Stored dataset items:
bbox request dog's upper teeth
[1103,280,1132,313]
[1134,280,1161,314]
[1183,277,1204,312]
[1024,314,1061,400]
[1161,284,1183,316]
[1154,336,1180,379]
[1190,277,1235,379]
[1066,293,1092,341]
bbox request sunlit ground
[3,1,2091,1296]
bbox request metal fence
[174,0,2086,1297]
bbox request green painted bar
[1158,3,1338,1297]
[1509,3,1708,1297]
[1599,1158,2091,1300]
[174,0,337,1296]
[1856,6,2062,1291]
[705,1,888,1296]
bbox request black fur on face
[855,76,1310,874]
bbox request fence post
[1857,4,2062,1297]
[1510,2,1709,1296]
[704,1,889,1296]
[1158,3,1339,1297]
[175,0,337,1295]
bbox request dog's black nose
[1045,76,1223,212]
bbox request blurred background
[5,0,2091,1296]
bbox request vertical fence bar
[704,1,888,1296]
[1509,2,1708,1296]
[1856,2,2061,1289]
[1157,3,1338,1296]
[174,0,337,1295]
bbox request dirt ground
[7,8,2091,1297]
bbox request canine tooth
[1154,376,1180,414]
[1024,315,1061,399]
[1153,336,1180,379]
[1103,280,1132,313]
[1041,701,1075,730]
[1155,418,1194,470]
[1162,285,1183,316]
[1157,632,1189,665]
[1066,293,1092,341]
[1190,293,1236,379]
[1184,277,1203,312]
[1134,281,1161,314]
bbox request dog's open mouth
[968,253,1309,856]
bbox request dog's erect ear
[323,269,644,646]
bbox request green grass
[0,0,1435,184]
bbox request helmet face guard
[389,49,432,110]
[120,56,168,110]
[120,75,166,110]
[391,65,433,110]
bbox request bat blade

TASK INSTRUCTIONS. An exact restatement of the data is required.

WRITTEN RESPONSE.
bbox request dog's upper teeth
[1103,280,1132,313]
[1134,280,1161,314]
[1183,277,1204,312]
[1024,314,1061,400]
[1161,284,1183,316]
[1154,336,1180,379]
[1190,277,1235,379]
[1066,293,1092,341]
bbox request sunlit ground
[3,1,2091,1296]
bbox request metal fence
[174,0,2086,1297]
bbox request green painted bar
[1158,3,1338,1297]
[1509,3,1708,1297]
[1599,1158,2091,1300]
[174,0,337,1296]
[1856,6,2062,1291]
[705,1,888,1296]
bbox request black fur on face
[855,76,1310,874]
bbox request fence post
[1857,4,2062,1297]
[1510,2,1709,1296]
[704,1,889,1296]
[1158,3,1339,1297]
[175,0,337,1295]
bbox request dog's black nose
[1045,76,1223,212]
bbox request blurred background
[5,0,2091,1296]
bbox request vertical fence bar
[704,1,888,1296]
[1509,2,1708,1296]
[1856,2,2061,1289]
[1157,3,1338,1296]
[174,0,337,1295]
bbox request dirt ground
[7,8,2091,1297]
bbox request canine tooth
[1154,376,1180,414]
[1024,315,1061,399]
[1153,336,1180,379]
[1103,280,1132,313]
[1041,701,1075,730]
[1155,418,1194,470]
[1162,285,1183,316]
[1157,632,1189,665]
[1066,293,1092,341]
[1190,293,1236,379]
[1184,277,1203,312]
[1134,281,1161,314]
bbox request dog's open mouth
[968,253,1309,856]
bbox request dog's erect ear
[323,269,644,646]
bbox request green grass
[0,0,1435,184]
bbox request helmet face guard
[389,49,432,110]
[120,56,168,110]
[120,75,166,110]
[391,65,433,110]
bbox request bat blade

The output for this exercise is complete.